(Saved data entries)
========

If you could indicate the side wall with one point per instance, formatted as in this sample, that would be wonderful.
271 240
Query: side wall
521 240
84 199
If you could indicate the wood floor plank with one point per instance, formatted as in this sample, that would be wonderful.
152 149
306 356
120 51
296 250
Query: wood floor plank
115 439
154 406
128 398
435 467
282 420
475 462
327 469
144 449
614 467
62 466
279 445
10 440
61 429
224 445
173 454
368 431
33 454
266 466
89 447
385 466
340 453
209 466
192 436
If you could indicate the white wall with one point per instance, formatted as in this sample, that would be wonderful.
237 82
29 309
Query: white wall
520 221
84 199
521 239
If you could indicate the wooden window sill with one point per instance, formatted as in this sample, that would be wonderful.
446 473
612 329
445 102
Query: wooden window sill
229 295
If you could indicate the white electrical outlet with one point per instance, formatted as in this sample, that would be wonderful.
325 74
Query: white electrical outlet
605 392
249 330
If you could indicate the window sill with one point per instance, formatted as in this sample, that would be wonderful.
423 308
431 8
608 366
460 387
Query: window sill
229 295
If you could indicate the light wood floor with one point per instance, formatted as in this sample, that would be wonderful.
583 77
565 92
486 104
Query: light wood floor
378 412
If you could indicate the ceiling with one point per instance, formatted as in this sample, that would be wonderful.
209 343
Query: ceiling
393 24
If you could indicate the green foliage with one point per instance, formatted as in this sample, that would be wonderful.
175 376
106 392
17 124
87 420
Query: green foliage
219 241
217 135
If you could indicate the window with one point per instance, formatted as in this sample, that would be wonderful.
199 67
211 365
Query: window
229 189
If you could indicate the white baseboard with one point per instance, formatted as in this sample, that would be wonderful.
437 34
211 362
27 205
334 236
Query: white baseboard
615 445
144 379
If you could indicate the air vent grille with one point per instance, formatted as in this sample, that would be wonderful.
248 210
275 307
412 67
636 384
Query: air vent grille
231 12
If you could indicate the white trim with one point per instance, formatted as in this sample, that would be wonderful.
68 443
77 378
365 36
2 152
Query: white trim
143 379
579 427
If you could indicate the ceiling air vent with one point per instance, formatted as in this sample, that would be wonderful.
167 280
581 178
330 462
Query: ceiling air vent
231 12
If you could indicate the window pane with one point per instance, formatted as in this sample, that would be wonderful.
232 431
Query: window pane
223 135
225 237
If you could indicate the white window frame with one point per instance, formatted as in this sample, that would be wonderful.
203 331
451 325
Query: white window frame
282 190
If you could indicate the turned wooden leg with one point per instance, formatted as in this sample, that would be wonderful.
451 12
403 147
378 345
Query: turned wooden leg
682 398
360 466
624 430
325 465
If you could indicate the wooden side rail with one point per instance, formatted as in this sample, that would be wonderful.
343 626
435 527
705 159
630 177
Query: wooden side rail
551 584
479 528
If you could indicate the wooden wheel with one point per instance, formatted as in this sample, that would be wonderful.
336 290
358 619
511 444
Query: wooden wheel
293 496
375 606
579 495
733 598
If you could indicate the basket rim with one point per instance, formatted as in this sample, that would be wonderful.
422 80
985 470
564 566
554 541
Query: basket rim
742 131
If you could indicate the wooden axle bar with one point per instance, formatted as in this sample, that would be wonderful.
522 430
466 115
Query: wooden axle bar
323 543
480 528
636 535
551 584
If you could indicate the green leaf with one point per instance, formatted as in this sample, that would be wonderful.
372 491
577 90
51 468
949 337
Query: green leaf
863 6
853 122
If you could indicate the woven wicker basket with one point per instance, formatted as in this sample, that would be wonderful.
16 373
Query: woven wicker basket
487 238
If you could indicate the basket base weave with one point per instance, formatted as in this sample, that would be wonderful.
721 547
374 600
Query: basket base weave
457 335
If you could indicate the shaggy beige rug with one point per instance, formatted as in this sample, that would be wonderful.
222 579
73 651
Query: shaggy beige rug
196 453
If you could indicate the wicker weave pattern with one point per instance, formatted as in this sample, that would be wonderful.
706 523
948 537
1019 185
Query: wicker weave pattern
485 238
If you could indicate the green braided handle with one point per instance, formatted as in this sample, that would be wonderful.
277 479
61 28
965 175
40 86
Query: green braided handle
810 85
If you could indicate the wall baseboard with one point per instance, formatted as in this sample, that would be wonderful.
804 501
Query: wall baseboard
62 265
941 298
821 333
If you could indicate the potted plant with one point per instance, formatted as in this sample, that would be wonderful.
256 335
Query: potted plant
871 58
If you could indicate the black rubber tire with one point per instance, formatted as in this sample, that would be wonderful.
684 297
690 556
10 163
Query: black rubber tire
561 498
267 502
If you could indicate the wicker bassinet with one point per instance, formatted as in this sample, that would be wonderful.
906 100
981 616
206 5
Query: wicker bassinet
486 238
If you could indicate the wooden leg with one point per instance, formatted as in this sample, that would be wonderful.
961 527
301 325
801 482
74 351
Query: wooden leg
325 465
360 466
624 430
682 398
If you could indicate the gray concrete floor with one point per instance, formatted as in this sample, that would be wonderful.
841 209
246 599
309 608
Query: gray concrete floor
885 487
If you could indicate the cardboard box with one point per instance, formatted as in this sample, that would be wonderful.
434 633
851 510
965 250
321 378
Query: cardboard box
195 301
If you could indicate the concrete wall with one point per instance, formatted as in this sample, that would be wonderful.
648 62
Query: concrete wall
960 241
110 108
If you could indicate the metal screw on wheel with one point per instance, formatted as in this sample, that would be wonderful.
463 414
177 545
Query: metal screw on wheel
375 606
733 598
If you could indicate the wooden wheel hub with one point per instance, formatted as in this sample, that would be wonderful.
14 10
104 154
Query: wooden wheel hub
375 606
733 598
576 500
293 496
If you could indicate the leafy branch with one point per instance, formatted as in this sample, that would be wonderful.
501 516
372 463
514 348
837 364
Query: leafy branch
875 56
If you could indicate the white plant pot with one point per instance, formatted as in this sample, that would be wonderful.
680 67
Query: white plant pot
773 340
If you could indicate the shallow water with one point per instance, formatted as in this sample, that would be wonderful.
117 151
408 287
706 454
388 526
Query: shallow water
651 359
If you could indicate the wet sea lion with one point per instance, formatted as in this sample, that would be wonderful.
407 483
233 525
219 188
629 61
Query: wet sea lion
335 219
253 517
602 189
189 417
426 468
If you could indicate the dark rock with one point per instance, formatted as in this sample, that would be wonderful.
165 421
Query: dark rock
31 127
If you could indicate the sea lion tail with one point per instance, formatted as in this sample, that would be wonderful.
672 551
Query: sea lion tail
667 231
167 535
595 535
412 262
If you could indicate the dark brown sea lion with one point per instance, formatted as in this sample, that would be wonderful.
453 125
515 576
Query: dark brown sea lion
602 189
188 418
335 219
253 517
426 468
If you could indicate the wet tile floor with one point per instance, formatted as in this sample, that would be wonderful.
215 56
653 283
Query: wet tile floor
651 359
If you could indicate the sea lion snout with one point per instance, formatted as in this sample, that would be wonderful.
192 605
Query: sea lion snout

========

Copy every one of the records above line for line, with no changes.

If you could indicate the side wall with one point per instance, formatted as in this sample, that would be wonderful.
271 240
Query: side wall
521 240
84 199
If you could indicate the wood floor plank with one point per instance, formatted as in this sample, that would be wonderful.
152 149
306 356
120 51
296 250
Query: wood floor plank
115 439
154 406
128 398
435 467
282 420
475 462
327 469
144 449
614 467
62 466
279 445
10 440
61 429
224 445
173 454
368 431
33 454
266 466
89 447
385 466
340 453
209 466
192 436
If you could indicate the white wall with one point per instance, formatted as in this sample, that would be wonderful.
237 82
29 309
Query: white wall
520 221
84 199
521 239
If you could indicate the wooden window sill with one point per instance, formatted as in this sample, that would be wonderful.
446 473
612 329
445 102
Query: wooden window sill
229 295
If you could indicate the white electrical outlet with one point per instance, formatted as in this sample, that would be wonderful.
325 74
Query: white electrical outlet
605 392
249 330
If you could indicate the window sill with one point per instance, formatted as in this sample, that would be wonderful.
423 308
431 8
608 366
460 387
Query: window sill
229 295
If you could indicate the light wood floor with one point per instance, formatted as in this sample, that would be wonderful.
583 77
565 92
486 104
Query: light wood floor
378 412
If you could indicate the ceiling with one point per instance, formatted as in this sample, that would be wonderful.
209 343
Query: ceiling
393 24
If you could indicate the green foliage with one point per instance, formatted as in this sample, that would be wonderful.
175 376
106 392
17 124
87 420
Query: green foliage
219 241
217 135
If you could indicate the window with one point per instance, formatted as in this sample, that would be wonderful.
199 67
211 365
Query: window
229 189
If you could indicate the white baseboard with one point per instance, formatted as in this sample, that would be wonderful.
437 34
211 362
27 205
334 236
Query: white baseboard
615 445
144 379
If you could indicate the air vent grille with one point per instance, formatted as in this sample, that would be wonderful.
248 210
275 307
412 67
636 384
Query: air vent grille
231 12
If you could indicate the white trim with one point per instance, formatted as in this sample, that would be wonderful.
68 443
77 378
365 36
2 152
Query: white trim
143 379
579 427
If you could indicate the ceiling air vent with one point per instance, formatted as in this sample, that would be wonderful.
167 280
581 178
330 462
Query: ceiling air vent
231 12
If you could indicate the window pane with one point per instance, formatted as in this sample, that would be wonderful.
232 431
Query: window pane
223 135
225 237
If you could indicate the white window frame with one point per instance, formatted as in this sample, that would be wonderful.
203 331
451 325
Query: white window frame
282 190
If you could indicate the turned wooden leg with one point per instance, formatted as in this sample, that would be wonderful.
451 12
403 147
378 345
Query: turned wooden leg
682 398
360 466
624 430
325 465
If you could indicate the wooden side rail with one point per instance, formatted as in this sample, that would be wonderful.
343 626
435 527
705 159
630 177
Query: wooden side rail
551 584
479 528
If you could indicate the wooden wheel with one point per instance, formatted as in this sample, that would be wonderful.
336 290
358 619
511 444
Query: wooden wheel
293 496
375 606
579 495
733 598
If you could indicate the basket rim with one point per instance, formatted as in this sample, that would be wonderful.
422 80
985 470
564 566
554 541
Query: basket rim
742 131
If you could indicate the wooden axle bar with one point per instance, formatted as in this sample, that would be wonderful.
522 430
466 115
Query: wooden axle bar
323 543
480 528
636 535
551 584
If you could indicate the green leaf with one point per instance, formatted as in this sample, that would be wonderful.
372 491
577 90
51 468
949 337
Query: green leaf
863 6
853 122
If you could indicate the woven wicker basket with one point per instance, formatted as in this sample, that would be wonderful.
16 373
Query: woven wicker basket
487 238
If you could indicate the basket base weave with one point per instance, formatted as in this sample, that would be wonderful.
721 547
374 600
Query: basket base weave
457 335
If you could indicate the shaggy beige rug with one point per instance, formatted as in this sample, that would be wonderful.
222 579
73 651
Query: shaggy beige rug
196 453
If you could indicate the wicker weave pattern with one point per instance, formatted as in this sample, that would be wonderful.
706 523
948 537
1019 185
Query: wicker weave pattern
485 238
If you could indicate the green braided handle with one point per instance, formatted as in this sample, that would be wonderful.
277 479
61 28
965 175
40 86
Query: green braided handle
810 85
If you could indicate the wall baseboard with one point per instance, formatted as in this sample, that would be wonderful.
804 501
Query: wall baseboard
62 265
941 298
821 333
If you could indicate the potted plant with one point per instance, formatted as in this sample, that would be wonderful.
256 335
Query: potted plant
871 58
If you could indicate the black rubber tire with one point per instance, formatted as in this sample, that would be wonderful.
684 297
690 556
10 163
Query: black rubber tire
561 498
267 502
If you could indicate the wicker bassinet with one point per instance, formatted as in this sample, that would be wonderful.
906 100
981 616
206 5
Query: wicker bassinet
486 238
If you could indicate the wooden leg with one point per instance, formatted as in this sample, that would be wonderful.
961 527
301 325
801 482
74 351
Query: wooden leg
325 465
360 466
624 430
682 398
If you could indicate the gray concrete floor with one point per instance, formatted as in this sample, that would be wonderful.
841 209
246 599
309 608
Query: gray concrete floor
885 487
If you could indicate the cardboard box with one point per instance, formatted as in this sample, that would be wonderful.
434 633
851 510
965 250
321 378
Query: cardboard box
195 301
If you could indicate the concrete wall with one point per instance, formatted as in this sample, that would be wonderful.
648 62
Query: concrete wall
960 241
110 108
If you could indicate the metal screw on wheel with one point per instance, formatted as in this sample, that would be wonderful.
463 414
177 545
Query: metal screw on wheel
375 606
733 598
If you could indicate the wooden wheel hub with one point per instance, formatted as in this sample, that would be wonderful.
14 10
104 154
Query: wooden wheel hub
375 606
733 598
576 500
293 496
If you could indicate the leafy branch with one point per instance, formatted as in this sample, that would be wonderful.
501 516
372 463
514 348
837 364
Query: leafy branch
875 56
If you could indicate the white plant pot with one point per instance, formatted as in this sample, that would be wonderful.
680 67
Query: white plant pot
773 340
If you could indicate the shallow water with one point per instance, formatted as in this sample, that would be wonderful.
117 151
408 287
706 454
388 526
Query: shallow water
651 359
If you could indicate the wet sea lion with one point per instance, formatted as in this sample, that would be wonderful.
407 483
233 525
219 188
629 61
Query: wet sea lion
335 219
253 517
602 189
189 417
426 468
If you could indicate the dark rock with one point per instance, formatted as in this sample, that would be wonderful.
165 421
Query: dark rock
31 127
If you could indicate the sea lion tail with one point per instance, formatted as in this sample, that would be wonderful.
672 551
Query: sea lion tail
667 231
167 535
595 535
412 262
If you could indicate the dark brown sea lion with one point per instance, formatted as in this sample, that would be wonderful.
453 125
515 576
Query: dark brown sea lion
602 189
188 418
335 219
253 517
426 468
If you could indicate the wet tile floor with one point per instance, formatted as in this sample, that would be wonderful.
215 56
653 283
Query: wet tile floor
651 359
If you could indicate the sea lion snout with one point per instance, formatted as in this sample, that would be wonderful.
192 605
Query: sea lion snout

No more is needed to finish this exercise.